WHAT TO DO>
Copy from the first line below down to and including the line with "Scan for tattoo on arm in the frame.". Skip the pictures.
*** SUPPLIED MATERIAL ***
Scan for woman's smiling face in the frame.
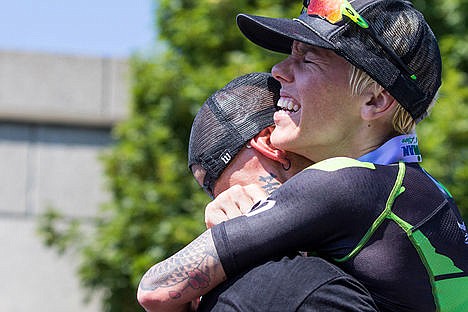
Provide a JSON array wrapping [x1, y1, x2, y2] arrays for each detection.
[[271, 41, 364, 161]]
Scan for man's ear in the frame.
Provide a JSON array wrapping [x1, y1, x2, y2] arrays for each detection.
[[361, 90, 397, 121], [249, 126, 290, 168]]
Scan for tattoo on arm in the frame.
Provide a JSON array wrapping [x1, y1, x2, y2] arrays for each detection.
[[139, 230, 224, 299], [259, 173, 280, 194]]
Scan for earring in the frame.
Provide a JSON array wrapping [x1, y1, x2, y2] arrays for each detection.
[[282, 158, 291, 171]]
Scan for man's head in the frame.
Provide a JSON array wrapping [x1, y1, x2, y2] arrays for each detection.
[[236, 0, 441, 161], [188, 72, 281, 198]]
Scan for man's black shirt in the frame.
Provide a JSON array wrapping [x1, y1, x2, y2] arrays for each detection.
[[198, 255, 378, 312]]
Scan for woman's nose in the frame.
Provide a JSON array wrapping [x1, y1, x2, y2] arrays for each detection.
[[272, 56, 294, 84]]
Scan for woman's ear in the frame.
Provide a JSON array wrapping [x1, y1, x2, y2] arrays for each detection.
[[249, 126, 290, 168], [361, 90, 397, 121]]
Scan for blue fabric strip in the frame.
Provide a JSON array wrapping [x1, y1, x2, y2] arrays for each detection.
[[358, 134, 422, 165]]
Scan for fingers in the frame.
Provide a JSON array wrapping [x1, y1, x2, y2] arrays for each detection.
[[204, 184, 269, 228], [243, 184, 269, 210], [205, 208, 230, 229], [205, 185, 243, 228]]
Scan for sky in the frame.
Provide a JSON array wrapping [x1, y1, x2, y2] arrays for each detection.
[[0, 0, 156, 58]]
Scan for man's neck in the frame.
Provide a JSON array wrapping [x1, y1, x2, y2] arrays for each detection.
***
TASK OUTPUT>
Scan for woman's smiling face in the frame.
Provide a JSON array wrapping [x1, y1, x2, y2] arrays for each detection.
[[271, 41, 364, 161]]
Scan for man's ear in the frame.
Provide a JSON array wrapping [x1, y1, x2, y2] arrays for each detection.
[[361, 90, 397, 121], [249, 126, 290, 168]]
Scan for tattoo on arm in the frame.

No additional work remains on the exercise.